## SET OF TASKS
a: Which four aspects of FGI’s ring customization application was the writer brought in to develop, according to the Triton Ring Factory Kiosk text?
b: Can you condense the paragraph of the Triton Ring Factory Kiosk text that begins "I started by researching" into a short bulleted list that keeps its main facts?

## DOCUMENT PASSAGE
Triton Ring Factory Kiosk
Frederick Goldman (FGI) was founded in the late 1940s as a one-person operation specializing in plain wedding rings. FGI has grown to become one of the largest jewelry manufacturing companies in North America across three separate divisions serving all retail channels of distribution.
I was brought in to develop the strategy, features, implementation, and design of FGI’s ring customization application.
Create a bespoke ring design portable kiosk for use in FGI’s partner jewelry stores.
I started by researching the business opportunity. In a recent survey, nearly three-quarters of consumers claimed to want personalized products and services. This study concluded that the so-called “I designed it myself’’ effect increases a customer’s sense of ownership and connection. There was a clear business case for empowering the consumer with a bespoke ring designer. In addition, a customization platform provides valuable market and customer data, CRM opportunities, and offers customers positive and shareable experiences.

## DATASET CONTENT
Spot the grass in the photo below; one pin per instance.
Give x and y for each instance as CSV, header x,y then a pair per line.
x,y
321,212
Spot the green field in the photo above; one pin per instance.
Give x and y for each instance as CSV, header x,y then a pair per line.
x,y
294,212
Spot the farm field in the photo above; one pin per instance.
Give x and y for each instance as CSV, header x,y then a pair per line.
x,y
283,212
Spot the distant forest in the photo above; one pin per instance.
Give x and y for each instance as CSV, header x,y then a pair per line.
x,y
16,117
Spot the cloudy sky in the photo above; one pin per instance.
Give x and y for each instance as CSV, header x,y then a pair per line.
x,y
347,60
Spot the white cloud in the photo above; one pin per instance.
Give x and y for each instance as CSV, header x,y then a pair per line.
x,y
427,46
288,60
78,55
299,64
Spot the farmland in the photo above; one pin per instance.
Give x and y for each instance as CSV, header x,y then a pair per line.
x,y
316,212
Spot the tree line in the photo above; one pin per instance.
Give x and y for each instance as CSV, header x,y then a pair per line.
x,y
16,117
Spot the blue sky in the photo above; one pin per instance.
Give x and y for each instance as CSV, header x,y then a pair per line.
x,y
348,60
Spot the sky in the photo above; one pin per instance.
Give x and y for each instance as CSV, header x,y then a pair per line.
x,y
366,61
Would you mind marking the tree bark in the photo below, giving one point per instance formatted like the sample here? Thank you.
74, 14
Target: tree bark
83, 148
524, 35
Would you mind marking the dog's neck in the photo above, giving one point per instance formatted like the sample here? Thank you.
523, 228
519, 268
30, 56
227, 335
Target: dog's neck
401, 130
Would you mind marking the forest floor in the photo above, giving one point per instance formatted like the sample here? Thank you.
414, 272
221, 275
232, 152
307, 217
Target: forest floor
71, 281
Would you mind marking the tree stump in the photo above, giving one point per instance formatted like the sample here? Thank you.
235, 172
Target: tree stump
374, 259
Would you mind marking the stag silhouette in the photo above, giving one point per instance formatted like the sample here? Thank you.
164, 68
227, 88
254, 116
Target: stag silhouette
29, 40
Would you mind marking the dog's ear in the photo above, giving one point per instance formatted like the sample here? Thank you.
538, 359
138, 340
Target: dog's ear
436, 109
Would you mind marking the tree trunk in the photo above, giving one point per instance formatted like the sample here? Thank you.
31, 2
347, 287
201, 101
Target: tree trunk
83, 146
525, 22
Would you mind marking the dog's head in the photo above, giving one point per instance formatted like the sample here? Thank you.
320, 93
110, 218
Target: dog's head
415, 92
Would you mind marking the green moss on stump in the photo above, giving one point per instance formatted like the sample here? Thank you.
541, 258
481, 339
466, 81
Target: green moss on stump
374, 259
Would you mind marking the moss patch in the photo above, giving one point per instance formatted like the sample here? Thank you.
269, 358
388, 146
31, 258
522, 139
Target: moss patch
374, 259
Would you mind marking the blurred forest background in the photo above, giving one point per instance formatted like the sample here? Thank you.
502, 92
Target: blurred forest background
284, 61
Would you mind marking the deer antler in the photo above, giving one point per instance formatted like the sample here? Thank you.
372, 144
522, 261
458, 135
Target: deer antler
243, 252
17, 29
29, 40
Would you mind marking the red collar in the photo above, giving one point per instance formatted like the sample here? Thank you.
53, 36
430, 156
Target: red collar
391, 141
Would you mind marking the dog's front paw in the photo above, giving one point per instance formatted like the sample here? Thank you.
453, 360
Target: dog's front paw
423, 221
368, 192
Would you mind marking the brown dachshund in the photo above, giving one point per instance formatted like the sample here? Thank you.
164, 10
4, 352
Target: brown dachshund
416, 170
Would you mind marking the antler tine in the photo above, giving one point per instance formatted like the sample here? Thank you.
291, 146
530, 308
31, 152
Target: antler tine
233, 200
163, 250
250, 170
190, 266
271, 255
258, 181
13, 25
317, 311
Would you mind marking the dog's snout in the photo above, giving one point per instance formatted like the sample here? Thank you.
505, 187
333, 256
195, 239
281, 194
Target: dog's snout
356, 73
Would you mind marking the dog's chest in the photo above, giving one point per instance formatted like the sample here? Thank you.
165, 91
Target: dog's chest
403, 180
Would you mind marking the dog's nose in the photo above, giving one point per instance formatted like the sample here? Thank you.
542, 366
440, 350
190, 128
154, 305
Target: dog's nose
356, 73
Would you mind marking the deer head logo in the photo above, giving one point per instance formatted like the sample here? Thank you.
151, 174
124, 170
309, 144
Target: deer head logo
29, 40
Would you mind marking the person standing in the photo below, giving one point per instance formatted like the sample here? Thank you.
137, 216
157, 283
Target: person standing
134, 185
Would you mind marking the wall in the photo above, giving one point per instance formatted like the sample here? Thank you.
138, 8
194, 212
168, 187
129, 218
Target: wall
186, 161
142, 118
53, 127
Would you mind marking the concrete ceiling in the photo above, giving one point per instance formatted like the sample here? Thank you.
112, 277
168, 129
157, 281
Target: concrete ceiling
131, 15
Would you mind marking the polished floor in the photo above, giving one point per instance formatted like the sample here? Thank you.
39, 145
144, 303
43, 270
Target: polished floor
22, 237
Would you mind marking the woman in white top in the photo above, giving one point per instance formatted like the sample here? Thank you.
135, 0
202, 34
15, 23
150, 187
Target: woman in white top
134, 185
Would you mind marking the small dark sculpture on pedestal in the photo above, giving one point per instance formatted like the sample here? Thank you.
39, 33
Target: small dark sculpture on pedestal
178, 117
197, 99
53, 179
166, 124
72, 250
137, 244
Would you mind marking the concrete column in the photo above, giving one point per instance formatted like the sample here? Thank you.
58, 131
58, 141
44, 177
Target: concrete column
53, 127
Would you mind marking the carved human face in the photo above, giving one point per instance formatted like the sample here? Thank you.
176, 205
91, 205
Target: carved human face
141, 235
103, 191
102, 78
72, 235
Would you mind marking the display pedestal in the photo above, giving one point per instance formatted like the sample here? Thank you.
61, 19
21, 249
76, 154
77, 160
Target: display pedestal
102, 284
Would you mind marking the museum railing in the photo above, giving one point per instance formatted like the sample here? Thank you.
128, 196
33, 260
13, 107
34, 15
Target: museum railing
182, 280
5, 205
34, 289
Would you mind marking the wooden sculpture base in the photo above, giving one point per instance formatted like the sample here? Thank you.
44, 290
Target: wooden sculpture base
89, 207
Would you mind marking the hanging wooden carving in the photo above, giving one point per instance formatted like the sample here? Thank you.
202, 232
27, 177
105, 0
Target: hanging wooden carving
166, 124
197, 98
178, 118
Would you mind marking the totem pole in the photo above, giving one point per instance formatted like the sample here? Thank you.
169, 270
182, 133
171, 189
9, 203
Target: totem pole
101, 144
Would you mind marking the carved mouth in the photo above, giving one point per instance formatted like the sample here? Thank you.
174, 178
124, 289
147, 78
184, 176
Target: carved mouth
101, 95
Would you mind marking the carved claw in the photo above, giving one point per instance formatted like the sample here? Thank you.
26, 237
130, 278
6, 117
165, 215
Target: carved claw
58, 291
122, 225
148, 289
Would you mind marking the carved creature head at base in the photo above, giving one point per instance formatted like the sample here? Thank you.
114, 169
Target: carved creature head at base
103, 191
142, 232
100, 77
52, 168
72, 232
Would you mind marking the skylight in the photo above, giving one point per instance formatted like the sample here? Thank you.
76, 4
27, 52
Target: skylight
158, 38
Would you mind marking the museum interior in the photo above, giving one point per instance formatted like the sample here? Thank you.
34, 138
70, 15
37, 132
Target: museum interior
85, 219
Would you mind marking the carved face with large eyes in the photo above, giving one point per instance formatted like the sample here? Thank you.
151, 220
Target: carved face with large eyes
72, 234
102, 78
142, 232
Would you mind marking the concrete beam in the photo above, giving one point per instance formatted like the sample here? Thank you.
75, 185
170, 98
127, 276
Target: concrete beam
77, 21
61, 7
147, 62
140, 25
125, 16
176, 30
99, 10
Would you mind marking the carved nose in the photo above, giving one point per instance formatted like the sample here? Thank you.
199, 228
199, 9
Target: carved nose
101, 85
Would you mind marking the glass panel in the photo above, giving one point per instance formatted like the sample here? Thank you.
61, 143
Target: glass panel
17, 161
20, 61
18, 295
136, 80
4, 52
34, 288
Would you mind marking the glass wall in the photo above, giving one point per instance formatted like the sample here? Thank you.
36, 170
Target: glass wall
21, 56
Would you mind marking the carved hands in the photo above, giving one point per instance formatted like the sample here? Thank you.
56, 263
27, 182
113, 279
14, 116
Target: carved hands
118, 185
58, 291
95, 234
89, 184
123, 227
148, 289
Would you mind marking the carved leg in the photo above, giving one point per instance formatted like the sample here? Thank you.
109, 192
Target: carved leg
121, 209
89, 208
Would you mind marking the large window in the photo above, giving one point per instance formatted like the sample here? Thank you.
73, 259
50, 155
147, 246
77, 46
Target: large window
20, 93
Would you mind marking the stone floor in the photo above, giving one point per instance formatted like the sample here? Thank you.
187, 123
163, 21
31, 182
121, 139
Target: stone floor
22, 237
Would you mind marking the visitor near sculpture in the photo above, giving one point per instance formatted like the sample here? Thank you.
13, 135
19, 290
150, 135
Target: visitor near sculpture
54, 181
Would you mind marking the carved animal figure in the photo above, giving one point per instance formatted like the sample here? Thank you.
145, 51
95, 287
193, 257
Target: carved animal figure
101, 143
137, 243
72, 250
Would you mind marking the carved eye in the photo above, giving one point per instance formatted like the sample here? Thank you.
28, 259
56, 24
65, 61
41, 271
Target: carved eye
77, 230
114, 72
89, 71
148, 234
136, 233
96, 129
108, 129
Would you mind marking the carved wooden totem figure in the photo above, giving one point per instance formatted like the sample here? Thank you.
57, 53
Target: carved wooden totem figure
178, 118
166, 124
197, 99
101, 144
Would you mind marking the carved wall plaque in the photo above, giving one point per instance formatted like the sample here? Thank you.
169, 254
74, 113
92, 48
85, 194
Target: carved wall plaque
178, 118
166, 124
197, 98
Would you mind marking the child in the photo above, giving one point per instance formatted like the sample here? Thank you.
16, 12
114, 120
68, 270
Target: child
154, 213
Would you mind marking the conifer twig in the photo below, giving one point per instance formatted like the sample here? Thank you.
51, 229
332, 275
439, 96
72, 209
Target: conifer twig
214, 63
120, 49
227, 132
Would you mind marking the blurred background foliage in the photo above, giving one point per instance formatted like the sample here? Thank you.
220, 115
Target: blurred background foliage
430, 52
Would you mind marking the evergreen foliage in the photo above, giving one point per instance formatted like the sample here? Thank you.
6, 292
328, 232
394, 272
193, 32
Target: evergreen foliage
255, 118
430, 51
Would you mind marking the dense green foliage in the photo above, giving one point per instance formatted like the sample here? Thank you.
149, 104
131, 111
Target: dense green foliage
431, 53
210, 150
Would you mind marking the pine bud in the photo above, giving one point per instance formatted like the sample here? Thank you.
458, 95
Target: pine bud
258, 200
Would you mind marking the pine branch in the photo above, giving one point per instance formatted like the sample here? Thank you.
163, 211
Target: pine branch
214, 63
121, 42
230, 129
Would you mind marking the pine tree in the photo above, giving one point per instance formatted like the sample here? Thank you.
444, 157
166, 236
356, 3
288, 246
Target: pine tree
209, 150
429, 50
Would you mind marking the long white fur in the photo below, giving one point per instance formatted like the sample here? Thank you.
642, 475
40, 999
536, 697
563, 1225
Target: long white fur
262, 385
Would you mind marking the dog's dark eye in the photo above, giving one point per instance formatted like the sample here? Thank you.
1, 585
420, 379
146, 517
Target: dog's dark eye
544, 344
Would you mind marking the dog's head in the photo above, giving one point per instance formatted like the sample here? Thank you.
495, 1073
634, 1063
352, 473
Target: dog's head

## ANSWERS TO THIS EXERCISE
a: Strategy, features, implementation, and design.

b:
- Research began with the business opportunity.
- A recent survey found that nearly three-quarters of consumers want personalized products and services.
- The study concluded that the "I designed it myself" effect increases a customer's sense of ownership and connection.
- This made a clear business case for a bespoke ring designer for consumers.
- A customization platform also provides market and customer data and CRM opportunities, and gives customers positive, shareable experiences.